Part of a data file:
----------------------------------------

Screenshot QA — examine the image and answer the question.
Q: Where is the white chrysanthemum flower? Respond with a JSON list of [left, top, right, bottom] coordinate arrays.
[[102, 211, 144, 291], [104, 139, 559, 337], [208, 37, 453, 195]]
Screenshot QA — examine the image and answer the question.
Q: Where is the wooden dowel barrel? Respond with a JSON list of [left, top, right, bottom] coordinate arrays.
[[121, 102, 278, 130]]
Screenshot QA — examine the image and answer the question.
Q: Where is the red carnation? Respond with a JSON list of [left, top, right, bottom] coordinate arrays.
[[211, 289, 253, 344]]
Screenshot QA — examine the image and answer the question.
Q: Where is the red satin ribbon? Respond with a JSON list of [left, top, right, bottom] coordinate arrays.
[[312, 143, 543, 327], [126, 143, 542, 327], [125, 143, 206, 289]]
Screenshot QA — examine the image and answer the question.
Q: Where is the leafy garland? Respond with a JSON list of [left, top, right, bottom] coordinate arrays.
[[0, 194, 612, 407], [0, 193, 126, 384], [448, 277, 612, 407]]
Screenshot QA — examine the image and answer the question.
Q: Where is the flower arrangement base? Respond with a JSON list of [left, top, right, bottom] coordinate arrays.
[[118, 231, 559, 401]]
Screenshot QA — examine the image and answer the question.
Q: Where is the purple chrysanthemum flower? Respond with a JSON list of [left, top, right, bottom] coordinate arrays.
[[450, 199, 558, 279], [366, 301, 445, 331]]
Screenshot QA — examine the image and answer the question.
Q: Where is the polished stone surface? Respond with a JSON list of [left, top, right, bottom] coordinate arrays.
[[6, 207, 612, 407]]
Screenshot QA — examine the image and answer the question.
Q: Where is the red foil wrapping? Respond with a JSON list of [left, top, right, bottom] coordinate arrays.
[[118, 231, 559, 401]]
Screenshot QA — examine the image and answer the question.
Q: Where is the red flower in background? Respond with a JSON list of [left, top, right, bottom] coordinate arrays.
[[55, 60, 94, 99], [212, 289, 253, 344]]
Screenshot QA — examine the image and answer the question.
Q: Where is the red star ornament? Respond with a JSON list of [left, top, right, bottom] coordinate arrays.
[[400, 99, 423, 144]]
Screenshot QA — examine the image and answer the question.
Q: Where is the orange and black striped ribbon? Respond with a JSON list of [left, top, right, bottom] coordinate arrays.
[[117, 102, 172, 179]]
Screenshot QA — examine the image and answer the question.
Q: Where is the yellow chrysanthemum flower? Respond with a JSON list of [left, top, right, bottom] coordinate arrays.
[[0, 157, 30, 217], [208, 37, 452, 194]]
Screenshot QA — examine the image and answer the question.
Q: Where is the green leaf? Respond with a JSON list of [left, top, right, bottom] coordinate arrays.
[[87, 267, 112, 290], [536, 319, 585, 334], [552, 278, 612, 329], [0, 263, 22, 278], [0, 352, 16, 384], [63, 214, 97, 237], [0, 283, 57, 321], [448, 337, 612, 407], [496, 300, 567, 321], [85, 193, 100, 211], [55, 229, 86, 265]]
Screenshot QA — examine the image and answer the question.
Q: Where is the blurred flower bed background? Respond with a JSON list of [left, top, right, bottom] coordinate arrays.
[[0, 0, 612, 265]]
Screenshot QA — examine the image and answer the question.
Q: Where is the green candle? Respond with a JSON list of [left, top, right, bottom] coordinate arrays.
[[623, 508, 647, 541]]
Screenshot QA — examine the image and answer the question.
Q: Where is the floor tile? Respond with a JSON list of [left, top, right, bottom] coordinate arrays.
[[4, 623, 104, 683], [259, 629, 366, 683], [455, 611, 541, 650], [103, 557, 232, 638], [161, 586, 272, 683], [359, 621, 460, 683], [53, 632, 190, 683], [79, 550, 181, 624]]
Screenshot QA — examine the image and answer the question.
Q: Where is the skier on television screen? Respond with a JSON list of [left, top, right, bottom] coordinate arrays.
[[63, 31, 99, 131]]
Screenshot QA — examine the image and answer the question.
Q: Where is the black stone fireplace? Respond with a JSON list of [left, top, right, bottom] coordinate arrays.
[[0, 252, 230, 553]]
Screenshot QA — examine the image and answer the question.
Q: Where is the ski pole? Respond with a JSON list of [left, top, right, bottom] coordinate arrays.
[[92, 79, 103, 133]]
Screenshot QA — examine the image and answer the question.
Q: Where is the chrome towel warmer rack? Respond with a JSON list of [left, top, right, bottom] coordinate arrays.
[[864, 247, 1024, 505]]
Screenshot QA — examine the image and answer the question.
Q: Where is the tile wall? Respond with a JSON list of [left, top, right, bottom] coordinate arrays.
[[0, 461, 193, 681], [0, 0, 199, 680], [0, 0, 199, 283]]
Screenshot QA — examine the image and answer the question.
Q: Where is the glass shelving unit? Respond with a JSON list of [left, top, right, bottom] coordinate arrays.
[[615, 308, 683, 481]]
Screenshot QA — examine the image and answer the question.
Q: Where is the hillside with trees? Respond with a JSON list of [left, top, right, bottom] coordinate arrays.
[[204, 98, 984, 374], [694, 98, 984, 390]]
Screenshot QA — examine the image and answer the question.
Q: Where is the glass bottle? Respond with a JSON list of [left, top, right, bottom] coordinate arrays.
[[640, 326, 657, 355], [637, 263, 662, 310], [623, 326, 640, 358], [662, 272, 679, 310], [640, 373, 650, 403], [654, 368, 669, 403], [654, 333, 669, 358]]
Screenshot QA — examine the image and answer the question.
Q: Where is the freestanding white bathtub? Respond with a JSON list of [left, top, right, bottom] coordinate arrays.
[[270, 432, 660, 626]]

----------------------------------------

• Exercise brief: Count the lines in the data above that contain the string "glass", matching case exactly, and give only the number.

• Problem solution: 2